指示と条件 = 商法の契約不適合責任を扱った本文から、「商法における契約不適合責任とは?民法との違いや期間などをわかりやすく解説」から「を問えなくなるという点です。」までを、両端の語句も含めて一字一句変えずに出力する。

提示本文 =
---------------
• 作成日 : 2025年5月7日

商法における契約不適合責任とは?民法との違いや期間などをわかりやすく解説

商法における契約不適合責任とは、商人同士の売買において、引き渡された目的物に不具合や品質不良などがあった場合に売主が負う責任のことです。本記事では、商法と民法による取り扱いの違いや、通知期間が6ヶ月とされる商法526条のポイント、契約書への盛り込み方法まで、実務で押さえるべき知識をわかりやすく解説していきます。

商法における契約不適合責任とは

商法における契約不適合責任とは、商人間の売買において、引き渡された商品が契約の内容に適合していない場合に売主が負う責任です。品質不良や数量の不足、種類の違いなどがあった場合に、買主は売主に対して一定の請求を行えます。

契約不適合責任に関する商法の条文

商法第526条には、商人間の売買における契約不適合責任の扱いについて定められています。特に注目すべきは、買主が商品を受け取った後、一定期間内に不具合があったことを告げる通知をしなければ、責任を問えなくなるという点です。

(買主による目的物の検査及び通知)

第五百二十六条 商人間の売買において、買主は、その売買の目的物を受領したときは、遅滞なく、その物を検査しなければならない。

2 前項に規定する場合において、買主は、同項の規定による検査により売買の目的物が種類、品質又は数量に関して契約の内容に適合しないことを発見したときは、直ちに売主に対してその旨の通知を発しなければ、その不適合を理由とする履行の追完の請求、代金の減額の請求、損害賠償の請求及び契約の解除をすることができない。売買の目的物が種類又は品質に関して契約の内容に適合しないことを直ちに発見することができない場合において、買主が六箇月以内にその不適合を発見したときも、同様とする。
---------------
提供資料 =
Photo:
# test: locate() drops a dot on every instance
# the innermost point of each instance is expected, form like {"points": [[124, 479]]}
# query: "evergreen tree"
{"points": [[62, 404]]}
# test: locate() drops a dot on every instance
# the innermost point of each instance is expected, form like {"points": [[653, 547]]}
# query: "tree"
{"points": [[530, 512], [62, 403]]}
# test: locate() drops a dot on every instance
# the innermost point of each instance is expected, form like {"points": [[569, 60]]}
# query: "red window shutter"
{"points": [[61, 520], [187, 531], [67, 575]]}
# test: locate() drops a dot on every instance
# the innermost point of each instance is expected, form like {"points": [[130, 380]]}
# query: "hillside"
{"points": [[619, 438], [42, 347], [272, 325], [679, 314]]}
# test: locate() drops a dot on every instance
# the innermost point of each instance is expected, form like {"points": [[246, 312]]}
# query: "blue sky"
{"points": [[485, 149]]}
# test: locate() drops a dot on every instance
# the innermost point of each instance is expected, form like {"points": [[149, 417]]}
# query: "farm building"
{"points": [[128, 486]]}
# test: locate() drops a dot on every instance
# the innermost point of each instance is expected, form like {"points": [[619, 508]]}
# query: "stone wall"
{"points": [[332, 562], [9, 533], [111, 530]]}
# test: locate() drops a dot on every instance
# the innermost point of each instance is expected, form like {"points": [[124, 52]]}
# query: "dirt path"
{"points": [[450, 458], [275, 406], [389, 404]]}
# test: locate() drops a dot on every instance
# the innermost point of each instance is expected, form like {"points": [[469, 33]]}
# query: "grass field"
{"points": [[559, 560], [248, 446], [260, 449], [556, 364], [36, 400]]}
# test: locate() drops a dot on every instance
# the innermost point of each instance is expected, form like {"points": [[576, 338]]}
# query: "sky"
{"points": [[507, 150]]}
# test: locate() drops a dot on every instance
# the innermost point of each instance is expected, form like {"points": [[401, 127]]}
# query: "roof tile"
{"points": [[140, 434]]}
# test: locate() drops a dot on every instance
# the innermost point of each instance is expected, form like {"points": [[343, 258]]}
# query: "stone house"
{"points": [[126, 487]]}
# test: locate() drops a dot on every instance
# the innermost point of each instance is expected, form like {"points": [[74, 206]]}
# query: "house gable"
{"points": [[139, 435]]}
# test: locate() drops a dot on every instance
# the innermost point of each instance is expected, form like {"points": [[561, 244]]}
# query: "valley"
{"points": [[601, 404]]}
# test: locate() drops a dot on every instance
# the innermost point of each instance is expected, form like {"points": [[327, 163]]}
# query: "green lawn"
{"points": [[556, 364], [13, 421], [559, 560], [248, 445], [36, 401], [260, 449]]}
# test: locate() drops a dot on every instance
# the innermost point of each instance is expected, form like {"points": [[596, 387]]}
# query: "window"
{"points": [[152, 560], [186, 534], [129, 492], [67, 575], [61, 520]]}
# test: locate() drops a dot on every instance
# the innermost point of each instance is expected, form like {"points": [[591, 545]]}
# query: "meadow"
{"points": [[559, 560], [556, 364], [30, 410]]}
---------------
演習の解答 =
商法における契約不適合責任とは?民法との違いや期間などをわかりやすく解説

商法における契約不適合責任とは、商人同士の売買において、引き渡された目的物に不具合や品質不良などがあった場合に売主が負う責任のことです。本記事では、商法と民法による取り扱いの違いや、通知期間が6ヶ月とされる商法526条のポイント、契約書への盛り込み方法まで、実務で押さえるべき知識をわかりやすく解説していきます。

商法における契約不適合責任とは

商法における契約不適合責任とは、商人間の売買において、引き渡された商品が契約の内容に適合していない場合に売主が負う責任です。品質不良や数量の不足、種類の違いなどがあった場合に、買主は売主に対して一定の請求を行えます。

契約不適合責任に関する商法の条文

商法第526条には、商人間の売買における契約不適合責任の扱いについて定められています。特に注目すべきは、買主が商品を受け取った後、一定期間内に不具合があったことを告げる通知をしなければ、責任を問えなくなるという点です。